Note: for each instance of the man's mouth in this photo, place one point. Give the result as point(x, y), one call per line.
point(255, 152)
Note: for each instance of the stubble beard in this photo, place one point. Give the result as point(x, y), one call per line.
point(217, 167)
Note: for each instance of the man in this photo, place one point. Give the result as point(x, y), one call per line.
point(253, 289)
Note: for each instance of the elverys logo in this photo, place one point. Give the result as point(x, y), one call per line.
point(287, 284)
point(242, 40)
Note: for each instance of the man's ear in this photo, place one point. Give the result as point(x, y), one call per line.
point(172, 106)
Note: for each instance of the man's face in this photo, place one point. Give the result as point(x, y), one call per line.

▸ **Exercise instructions**: Write out only what runs from the line holding "Note: for each instance of the man in" through the last line of the records, exactly as shown.

▸ **Response to the task**:
Note: for each instance of the man in this photo, place one point. Give the result as point(x, y), one call per line.
point(253, 289)
Note: for each instance of the elverys logo in this photo, place one point. Give the result as point(x, y), one call per line.
point(287, 284)
point(242, 40)
Note: for each instance of the man's ear in this photo, place one point. Give the result as point(x, y), one call per line.
point(172, 106)
Note: for each instance of the man's face in this photo, place one point. Give the result as point(x, y), one call per line.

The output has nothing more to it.